FRAGMENT
==*==
Het debat in de Eerste Kamer was voorbereid tijdens een expertmeeting
en met een excursie naar de Wageningen Universiteit. De minister wees
op het belang van biotechnologie voor het duurzaam maken van de
landbouw. Het beleid van de overheid is gericht op een zorgvuldige en
veilige toepassing. Een randvoorwaarde blijft de keuzevrijheid van de
consument: er moet dus ook altijd niet-genetisch-gemodificeerd voedsel
beschikbaar blijven.
Senator Koffeman van de Partij voor de Dieren nam een afwijzend
standpunt in. Hij ondersteunde de motie-Schuurman als enige spreker
niet.
SP-senator Peters droeg vooral alternatieven aan. Hij neigde meer naar
het standpunt 'nee, tenzij' dan naar 'ja, mits'. De overige senatoren
wilden wel eventueel genetische modificatie toelaten, maar onder
strikte voorwaarden. VVD-senator Schaap was de meest uitgesproken
voorstander.
==*==
DATASETVERMELDINGEN

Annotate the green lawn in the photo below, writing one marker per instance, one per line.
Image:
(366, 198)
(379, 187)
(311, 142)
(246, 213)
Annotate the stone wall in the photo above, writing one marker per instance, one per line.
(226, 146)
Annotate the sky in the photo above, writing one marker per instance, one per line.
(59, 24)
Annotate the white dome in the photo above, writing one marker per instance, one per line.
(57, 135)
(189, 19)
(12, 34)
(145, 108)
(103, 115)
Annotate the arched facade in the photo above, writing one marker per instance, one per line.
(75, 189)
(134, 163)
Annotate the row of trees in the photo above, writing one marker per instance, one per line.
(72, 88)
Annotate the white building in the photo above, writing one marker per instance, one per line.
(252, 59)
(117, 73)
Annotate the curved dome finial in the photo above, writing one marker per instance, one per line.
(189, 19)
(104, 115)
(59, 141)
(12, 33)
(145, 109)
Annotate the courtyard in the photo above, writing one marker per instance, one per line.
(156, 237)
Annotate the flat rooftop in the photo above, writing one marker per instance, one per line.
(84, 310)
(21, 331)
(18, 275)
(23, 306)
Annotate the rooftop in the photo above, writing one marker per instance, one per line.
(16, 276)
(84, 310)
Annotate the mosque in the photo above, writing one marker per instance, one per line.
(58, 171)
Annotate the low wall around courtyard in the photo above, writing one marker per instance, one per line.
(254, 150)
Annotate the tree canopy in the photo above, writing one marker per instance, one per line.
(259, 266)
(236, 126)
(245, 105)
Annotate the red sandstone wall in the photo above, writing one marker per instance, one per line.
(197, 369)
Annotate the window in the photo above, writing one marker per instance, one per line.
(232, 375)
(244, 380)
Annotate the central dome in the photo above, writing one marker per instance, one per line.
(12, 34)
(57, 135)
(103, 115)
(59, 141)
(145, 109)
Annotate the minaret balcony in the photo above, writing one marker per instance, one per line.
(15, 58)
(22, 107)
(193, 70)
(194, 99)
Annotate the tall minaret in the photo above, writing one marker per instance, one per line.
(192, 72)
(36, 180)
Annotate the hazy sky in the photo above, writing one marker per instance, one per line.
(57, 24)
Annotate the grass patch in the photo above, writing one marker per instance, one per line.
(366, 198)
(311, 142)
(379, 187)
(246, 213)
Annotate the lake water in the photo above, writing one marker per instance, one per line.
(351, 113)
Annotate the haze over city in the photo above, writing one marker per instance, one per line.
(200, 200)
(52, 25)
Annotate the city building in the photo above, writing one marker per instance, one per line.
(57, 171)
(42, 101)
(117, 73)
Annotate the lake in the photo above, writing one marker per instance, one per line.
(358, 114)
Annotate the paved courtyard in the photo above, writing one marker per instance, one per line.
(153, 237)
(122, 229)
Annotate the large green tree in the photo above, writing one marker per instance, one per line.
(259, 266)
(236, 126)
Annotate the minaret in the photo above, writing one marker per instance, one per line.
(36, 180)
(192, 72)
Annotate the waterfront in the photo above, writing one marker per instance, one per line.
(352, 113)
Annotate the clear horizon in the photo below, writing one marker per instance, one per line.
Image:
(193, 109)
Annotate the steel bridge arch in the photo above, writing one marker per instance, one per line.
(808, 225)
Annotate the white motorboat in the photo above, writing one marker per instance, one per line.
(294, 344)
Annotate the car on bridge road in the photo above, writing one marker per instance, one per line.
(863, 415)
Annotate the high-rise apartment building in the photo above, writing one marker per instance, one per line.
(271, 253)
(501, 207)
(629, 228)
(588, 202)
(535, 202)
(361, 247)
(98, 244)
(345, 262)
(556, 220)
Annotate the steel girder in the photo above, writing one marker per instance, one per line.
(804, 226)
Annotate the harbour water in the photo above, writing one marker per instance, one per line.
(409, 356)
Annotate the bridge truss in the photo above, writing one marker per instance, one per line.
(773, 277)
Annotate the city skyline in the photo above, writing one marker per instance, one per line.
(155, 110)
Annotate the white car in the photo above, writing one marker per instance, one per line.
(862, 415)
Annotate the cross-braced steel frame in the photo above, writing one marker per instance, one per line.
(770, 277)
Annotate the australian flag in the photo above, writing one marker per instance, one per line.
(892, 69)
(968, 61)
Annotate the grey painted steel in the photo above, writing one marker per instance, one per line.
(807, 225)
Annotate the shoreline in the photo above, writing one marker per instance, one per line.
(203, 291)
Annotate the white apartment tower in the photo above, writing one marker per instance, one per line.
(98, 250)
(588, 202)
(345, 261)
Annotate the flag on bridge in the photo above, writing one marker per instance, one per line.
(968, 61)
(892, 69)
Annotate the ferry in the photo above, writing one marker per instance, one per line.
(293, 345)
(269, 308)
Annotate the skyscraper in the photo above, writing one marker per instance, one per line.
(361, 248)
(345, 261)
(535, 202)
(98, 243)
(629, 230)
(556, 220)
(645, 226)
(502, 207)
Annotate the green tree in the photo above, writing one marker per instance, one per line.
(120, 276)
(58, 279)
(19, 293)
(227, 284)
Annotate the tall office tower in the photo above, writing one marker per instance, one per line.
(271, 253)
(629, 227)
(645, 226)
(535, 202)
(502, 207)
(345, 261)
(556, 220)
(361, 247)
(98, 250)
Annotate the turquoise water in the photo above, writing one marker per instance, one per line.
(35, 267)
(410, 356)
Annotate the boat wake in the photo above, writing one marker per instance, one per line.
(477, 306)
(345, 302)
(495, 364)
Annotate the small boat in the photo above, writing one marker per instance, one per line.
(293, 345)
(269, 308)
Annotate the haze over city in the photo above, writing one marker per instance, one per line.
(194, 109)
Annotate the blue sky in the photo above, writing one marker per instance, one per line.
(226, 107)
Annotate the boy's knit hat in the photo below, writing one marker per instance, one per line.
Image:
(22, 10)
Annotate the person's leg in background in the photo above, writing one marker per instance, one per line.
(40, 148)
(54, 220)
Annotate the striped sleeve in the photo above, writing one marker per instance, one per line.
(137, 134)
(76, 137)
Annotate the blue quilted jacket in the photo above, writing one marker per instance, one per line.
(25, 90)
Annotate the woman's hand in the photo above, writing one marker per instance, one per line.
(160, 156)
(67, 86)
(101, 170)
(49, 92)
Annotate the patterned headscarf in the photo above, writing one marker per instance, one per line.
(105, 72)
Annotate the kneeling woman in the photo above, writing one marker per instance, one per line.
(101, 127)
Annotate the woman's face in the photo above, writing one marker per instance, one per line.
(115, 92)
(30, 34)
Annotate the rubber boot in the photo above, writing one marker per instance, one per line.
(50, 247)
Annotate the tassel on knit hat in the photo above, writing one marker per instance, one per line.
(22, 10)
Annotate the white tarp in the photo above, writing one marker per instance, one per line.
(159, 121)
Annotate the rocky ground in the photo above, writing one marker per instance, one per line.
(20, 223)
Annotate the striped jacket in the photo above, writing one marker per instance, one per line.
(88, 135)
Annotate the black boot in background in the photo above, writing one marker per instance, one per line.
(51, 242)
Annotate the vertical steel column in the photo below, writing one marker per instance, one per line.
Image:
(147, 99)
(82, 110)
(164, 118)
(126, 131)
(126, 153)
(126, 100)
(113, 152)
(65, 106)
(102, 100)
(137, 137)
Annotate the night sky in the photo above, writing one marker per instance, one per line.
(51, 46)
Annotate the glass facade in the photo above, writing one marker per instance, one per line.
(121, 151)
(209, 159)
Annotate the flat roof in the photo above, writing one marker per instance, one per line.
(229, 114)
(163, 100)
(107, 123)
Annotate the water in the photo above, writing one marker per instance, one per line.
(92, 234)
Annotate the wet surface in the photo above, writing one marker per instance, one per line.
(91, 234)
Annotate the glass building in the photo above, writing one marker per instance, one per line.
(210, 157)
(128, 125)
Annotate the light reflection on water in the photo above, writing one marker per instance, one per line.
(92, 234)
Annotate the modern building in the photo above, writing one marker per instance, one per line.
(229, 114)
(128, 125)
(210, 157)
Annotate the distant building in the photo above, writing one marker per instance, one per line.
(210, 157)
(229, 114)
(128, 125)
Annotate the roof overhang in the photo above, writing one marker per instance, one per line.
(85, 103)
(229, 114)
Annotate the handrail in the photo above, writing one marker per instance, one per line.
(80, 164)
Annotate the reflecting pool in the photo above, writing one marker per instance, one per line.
==*==
OPDRACHTEN
A: Selecteer uit de vermeldingen elke regel waarin het woord "dome" staat, en neem die regels over.
B: Ga alsjeblieft verder met het fragment over het debat in de Eerste Kamer, aansluitend op de laatste zin.

VERWACHTE RESULTATEN
A:
Annotate the white dome in the photo above, writing one marker per instance, one per line.
Annotate the curved dome finial in the photo above, writing one marker per instance, one per line.
Annotate the central dome in the photo above, writing one marker per instance, one per line.

B:
Volgens Schaap moet de veiligheid van mens en milieu voorop staan maar
moet het debat niet worden gedomineerd door emoties. "Er kunnen fouten
worden gemaakt, maar over het algemeen hebben technologische
ontwikkelingen zegeningen gebracht".
Volgens de VVD-senator gaat het niet om blind vertrouwen in de
techniek, maar moet techniek ook niet blind worden gewantrouwd.
Schaap zei dat voordelen van genetische modificatie vaak worden
gebagatelliseerd, terwijl de nadelen juist worden uitvergroot.
De VVD-senator pleitte ervoor het voorzorgprincipe te laten varen en
te vervangen door een gedegen risicobenadering. Het resistent maken
van planten tegen ziekten en plagen noemde Schaap een van de beste
bijdragen aan ontwikkelingssamenwerking.
Senator Willems van de CDA-fractie zei dat technologie de samenleving
veel zegeningen heeft gegeven, maar dat er ook negatieve gevolgen zijn
geweest en dat daarom voorzichtigheid geboden is, in het bijzonder
waar het gaat om voedsel dat wij dagelijks innemen.
Willems wees erop dat de genetische modificatie vooral wordt toegepast
in de VS, Zuid-Amerika, China, India en Zuid-Afrika bij maïs, soja,
katoen en koolzaad. Deze producten worden ook in Europa gebruikt in
veevoeders en bij industriële toepassingen. In Europa wordt de
technologie zelf alleen nog toegepast in Spanje, Frankrijk en
Tsjechië bij maïs.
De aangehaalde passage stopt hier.